* [LA CONSIGNE]: Rédigez la suite du texte sur Tullus Hostilius et les rites étrusques, en reprenant juste après sa dernière phrase.

··· TEXTE DE LECTURE

On croit lire l’histoire d’un tyran italien du moyen âge.

Le peuple lui-même, malade comme son roi, redemandait le règne pieux de Numa, seul moyen d’apaiser les dieux.

Dans cette disposition de l’âme de Tullus Hostilius, ce qui devait l’attirer surtout, c’était le culte étrusque, dépositaire de ces pratiques religieuses dont le roi et le peuple éprouvaient le besoin.

Aussi, dès ce moment, le roi sabin tourne au lucumon étrusque. Selon quelques récits, il aurait introduit, à la suite d’une guerre heureuse contre l’Étrurie, les insignes de la royauté étrusque[64].

C’est alors peut-être qu’il prit le nom de Tullus, qui appartient aux peuples sabelliques[65], mais qui fut adopté par l’Étrurie[66].

Quoi qu’il en soit, dans son zèle de nouveau converti, et avec cette inquiétude d’un esprit battu par la superstition qui va d’un culte à l’autre, le roi abandonna plusieurs rites nationaux pour introduire des rites étrangers[67].

Ils ne pouvaient être qu’étrusques. Du temps de Tacite, les prêtres ordonnaient encore certaines expiations, d’après la loi de Tullus Hostilius, dans le temple de Diane, sur le mont Aventin[68] ; car c’était l’Aventin qu’il semble avoir choisi pour ses religions empruntées. Nous y avons constatés la présence ancienne des Sabins, et cette prédilection du roi sabin pour la colline funeste dans la tradition romaine achève de le démontrer. Numa y avait érigé le temple de Jupiter Elicius, dans lequel se pratiquait l’art d’attirer la foudre. Cet art, que Numa avait reçu des Étrusques, savants dans la science fulgurale, dut attirer l’imagination agitée du roi sabin, enclin aux choies étrusques, et il s’y livra avec un emportement aveugle qui lui coûta la vie.

······
··· MATÉRIEL

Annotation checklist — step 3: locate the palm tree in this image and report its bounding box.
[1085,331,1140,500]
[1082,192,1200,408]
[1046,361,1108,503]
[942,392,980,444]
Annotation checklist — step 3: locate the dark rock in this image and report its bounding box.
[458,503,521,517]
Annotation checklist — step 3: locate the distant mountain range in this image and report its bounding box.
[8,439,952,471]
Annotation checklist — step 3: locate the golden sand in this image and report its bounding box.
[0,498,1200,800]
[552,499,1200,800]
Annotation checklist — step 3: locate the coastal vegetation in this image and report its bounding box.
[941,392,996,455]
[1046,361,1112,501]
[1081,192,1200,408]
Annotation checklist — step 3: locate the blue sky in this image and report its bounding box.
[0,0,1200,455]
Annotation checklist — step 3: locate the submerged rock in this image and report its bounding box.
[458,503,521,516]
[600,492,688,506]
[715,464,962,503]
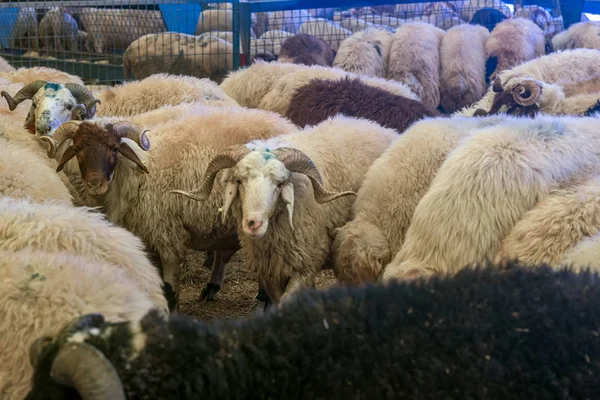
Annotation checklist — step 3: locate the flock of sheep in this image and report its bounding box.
[0,2,600,400]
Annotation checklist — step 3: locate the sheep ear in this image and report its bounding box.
[281,180,294,230]
[56,146,77,172]
[119,140,150,174]
[221,180,238,225]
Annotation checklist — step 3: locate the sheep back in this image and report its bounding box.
[0,198,167,310]
[440,24,490,113]
[278,33,335,67]
[333,30,392,78]
[96,74,237,117]
[286,77,439,133]
[485,18,556,80]
[387,22,445,108]
[498,176,600,265]
[0,248,155,400]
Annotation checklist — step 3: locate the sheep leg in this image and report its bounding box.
[160,253,181,311]
[200,249,237,300]
[280,276,315,302]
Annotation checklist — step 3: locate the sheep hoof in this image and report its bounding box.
[200,283,221,301]
[163,282,179,312]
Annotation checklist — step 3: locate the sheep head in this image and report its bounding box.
[26,314,125,400]
[40,121,150,197]
[474,78,542,116]
[1,80,100,136]
[172,146,356,239]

······

* [RÉPONSE RÉDIGÉE]:
Cette science des Étrusques, au moyen de laquelle[69] Numa, disait-on, avait évoqué Picus et Faunus sur l’Aventin pour apprendre d’eux l’art fulgural ; cette science attribuée à Porsena, et à l’aide de laquelle les Volsiniens avaient foudroyé un monstre[70] ; cette science mêlée de superstitions, et qui vivait encore, au cinquième siècle de notre ère quand des prêtres offrirent aux Romains, en plein christianisme, de faire descendre le tonnerre sur Alaric[71], tandis qu’il s’avançait contre Rome ; cette science à laquelle se rattachait l’usage de consacrer un lieu que la foudre avait frappé, d’y cacher, d’y enterrer la foudre, reposait sur quelques notions physiques où la théorie n’entrait pour rien, mais auxquelles l’observation n’était sans doute point étrangère. Ainsi on avait remarqué que des flammes paraissaient la pointe des lances, et on en tirait des oracles[72].

Tout le monde sait que les pointu métalliques attirent l’électricité et qu’elle peut y produire un jet de lumière.

On avait constaté l’existence des foudres descendantes et ascendantes, et les changements de couleur que la foudre peut produire.

Numa avait connu cet art de faire descendre à volonté la foudre ; il avait, en cela seulement, précédé Franklin, et la chose est si vraie, que le vers de Turgot sur Franklin

Eruipit cele fulmen sceptrumque tyrannis

Ravit la foudre au ciel, et le sceptre au tyrans,

est presque un vers de Manlius (I, V, 101) appliqué à Numa :

Eripuitque Jovi fulmen viresque tonandi,

sauf la fin du vers, qui fait allusion une gloire de Franklin plus grande que celle d’avoir maîtrisé la foudre, la gloire d’avoir délivré son pays.

Mais cet art était plein de périls : le physicien allemand, qui a été tué en voulant répéter les expériences de Franklin, l’a trop prouvé. Ovide en parle avec terreur. Savoir par quel art ils font descendre Jupiter des régions supérieures, cela n’est pas permis à l’homme[73]. Il fallait du moins, pour le tenter, une conscience très pure ; il fallait surtout obéir docilement aux enseignements des prêtres.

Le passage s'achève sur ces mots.